AIM OF THE TASK:
Would you please return the lines of the material that contain the word "ceiling"?
—————
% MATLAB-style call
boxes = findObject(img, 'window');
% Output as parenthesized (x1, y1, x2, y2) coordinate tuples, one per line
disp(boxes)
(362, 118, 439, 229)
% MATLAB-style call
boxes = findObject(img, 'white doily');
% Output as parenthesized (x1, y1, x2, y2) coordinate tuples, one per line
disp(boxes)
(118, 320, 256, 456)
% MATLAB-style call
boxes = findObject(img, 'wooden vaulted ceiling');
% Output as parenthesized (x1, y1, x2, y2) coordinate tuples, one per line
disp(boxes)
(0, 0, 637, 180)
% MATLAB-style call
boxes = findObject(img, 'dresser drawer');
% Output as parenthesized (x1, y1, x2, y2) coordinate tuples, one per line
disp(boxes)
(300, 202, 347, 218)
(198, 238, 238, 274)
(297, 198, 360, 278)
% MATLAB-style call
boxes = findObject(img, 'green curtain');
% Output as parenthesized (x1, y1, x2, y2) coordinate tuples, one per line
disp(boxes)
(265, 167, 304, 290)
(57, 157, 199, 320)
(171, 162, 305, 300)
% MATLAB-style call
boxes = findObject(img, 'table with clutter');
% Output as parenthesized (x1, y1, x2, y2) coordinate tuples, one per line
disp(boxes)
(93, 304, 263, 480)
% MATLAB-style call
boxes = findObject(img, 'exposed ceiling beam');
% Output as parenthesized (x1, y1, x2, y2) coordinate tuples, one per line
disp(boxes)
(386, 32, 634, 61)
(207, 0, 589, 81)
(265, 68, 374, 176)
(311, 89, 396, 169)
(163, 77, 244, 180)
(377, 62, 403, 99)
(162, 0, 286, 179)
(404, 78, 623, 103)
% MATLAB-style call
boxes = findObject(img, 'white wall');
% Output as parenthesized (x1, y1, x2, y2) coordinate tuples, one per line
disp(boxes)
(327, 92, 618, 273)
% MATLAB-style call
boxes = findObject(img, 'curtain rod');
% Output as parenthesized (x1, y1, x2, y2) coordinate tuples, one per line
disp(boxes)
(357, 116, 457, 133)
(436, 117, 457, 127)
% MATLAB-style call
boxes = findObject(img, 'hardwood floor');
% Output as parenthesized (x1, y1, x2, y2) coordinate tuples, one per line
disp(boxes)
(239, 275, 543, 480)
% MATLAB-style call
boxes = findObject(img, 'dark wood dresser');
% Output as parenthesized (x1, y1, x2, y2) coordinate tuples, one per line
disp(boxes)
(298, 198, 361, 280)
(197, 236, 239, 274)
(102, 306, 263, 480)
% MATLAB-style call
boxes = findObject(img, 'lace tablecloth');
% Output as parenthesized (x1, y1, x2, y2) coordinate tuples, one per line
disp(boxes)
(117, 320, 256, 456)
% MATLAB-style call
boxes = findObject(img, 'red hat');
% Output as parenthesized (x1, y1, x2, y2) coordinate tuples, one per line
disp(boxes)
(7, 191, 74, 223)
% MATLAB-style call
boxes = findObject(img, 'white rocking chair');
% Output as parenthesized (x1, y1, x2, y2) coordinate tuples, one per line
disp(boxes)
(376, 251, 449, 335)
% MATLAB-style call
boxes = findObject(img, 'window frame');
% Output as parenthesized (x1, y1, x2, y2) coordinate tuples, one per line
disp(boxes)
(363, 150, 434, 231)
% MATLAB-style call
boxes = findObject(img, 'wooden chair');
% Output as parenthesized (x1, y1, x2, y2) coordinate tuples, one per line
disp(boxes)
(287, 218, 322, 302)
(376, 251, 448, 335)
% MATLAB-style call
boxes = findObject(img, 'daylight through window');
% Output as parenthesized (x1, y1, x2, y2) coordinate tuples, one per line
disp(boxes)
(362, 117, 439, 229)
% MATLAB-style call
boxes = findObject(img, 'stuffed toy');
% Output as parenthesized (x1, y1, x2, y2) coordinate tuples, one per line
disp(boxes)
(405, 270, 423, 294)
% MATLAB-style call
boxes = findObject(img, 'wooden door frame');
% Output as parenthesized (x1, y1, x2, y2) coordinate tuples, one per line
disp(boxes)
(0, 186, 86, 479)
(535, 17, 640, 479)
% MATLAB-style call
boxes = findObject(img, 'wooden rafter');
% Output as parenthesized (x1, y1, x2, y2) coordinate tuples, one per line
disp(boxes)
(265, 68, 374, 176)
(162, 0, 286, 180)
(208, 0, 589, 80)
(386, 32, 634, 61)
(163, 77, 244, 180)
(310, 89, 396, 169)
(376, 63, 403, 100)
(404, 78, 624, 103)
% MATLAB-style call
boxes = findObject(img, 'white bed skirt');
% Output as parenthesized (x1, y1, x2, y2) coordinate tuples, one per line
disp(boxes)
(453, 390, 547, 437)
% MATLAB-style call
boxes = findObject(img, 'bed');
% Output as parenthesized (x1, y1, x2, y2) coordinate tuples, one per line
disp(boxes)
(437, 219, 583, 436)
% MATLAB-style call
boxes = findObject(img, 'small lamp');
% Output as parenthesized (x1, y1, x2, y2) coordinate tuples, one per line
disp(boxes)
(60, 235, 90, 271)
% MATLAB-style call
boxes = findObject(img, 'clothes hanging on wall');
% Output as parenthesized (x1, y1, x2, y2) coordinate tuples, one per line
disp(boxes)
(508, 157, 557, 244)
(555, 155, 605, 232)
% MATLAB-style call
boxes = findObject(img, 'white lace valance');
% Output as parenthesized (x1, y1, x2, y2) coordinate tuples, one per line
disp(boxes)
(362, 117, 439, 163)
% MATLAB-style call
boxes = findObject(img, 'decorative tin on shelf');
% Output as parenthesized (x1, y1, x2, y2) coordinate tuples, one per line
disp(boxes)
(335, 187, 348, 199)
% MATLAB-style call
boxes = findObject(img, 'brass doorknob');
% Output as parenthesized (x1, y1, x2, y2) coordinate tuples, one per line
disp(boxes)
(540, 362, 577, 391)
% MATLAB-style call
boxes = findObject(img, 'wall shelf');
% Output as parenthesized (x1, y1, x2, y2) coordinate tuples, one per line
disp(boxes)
—————
WRITTEN ANSWER:
boxes = findObject(img, 'wooden vaulted ceiling');
boxes = findObject(img, 'exposed ceiling beam');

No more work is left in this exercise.